Provided entries:
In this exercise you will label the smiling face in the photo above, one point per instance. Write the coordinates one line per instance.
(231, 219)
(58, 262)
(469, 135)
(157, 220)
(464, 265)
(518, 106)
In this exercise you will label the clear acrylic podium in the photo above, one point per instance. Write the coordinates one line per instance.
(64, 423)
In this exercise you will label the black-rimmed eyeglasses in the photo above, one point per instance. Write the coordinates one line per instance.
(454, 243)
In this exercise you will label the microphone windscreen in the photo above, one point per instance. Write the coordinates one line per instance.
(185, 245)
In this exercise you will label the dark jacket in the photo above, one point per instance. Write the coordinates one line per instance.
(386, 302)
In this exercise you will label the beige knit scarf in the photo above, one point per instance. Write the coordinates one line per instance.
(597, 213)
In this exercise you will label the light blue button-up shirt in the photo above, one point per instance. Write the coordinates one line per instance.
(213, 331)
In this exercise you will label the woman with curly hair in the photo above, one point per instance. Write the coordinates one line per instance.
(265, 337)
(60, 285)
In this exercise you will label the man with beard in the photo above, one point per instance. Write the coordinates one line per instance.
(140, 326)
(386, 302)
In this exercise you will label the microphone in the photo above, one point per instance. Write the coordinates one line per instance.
...
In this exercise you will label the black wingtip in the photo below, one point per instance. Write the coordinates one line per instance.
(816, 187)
...
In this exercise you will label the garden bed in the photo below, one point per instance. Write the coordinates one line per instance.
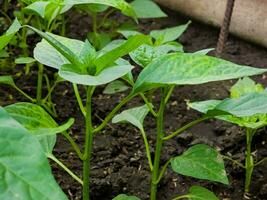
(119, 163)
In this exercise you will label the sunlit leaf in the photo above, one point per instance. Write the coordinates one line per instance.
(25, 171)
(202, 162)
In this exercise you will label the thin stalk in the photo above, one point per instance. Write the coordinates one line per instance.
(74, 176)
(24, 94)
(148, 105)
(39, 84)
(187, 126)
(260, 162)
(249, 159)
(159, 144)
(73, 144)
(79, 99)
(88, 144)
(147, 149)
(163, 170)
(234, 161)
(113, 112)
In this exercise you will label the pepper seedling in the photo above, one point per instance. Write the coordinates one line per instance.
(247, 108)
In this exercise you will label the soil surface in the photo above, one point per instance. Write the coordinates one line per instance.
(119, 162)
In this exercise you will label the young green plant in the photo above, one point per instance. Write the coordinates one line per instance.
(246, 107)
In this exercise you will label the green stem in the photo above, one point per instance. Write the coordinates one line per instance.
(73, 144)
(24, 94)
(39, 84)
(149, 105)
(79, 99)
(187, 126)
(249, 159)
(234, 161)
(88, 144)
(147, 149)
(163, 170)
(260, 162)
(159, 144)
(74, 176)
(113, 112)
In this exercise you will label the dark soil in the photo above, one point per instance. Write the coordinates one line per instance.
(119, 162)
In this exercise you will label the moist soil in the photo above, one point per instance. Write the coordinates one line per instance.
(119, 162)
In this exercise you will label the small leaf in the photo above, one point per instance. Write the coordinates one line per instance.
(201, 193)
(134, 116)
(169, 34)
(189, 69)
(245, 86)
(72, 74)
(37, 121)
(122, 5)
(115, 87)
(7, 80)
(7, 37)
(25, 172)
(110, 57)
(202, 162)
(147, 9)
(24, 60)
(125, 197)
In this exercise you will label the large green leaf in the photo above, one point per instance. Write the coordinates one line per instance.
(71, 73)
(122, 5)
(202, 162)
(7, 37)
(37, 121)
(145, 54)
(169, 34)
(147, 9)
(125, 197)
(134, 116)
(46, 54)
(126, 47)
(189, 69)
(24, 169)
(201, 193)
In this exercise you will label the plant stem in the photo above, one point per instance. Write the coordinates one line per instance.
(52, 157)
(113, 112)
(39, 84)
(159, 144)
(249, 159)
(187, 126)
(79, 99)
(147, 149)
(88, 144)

Task prompt:
Update the entries from the line with "In this exercise you will label the dark jacket" to the line with "In this exercise you will label the microphone in" by replacing "beige knit scarf" with "tan knit scarf". Give only those lines, with all else unchanged.

Response:
In this exercise you will label the dark jacket in the photo above, one point per instance. Write the coordinates one line per instance.
(386, 302)
In this exercise you will label the tan knit scarf in the photo above, one point per instance. Write the coordinates one line per instance.
(597, 213)
In this exercise you will label the light blue button-up shirt in the photo above, one point per instance. Write the coordinates one line per instance.
(213, 331)
In this exercise you will label the woman with curly hair in the photo above, one point per instance. Write the coordinates one line per instance.
(265, 337)
(60, 285)
In this exercise you will label the man with beard in the photo above, one point per instance. Write the coordinates one line per instance.
(140, 326)
(386, 302)
In this exercise you will label the microphone in the photo above, one point per instance. Write the coordinates one line per instance.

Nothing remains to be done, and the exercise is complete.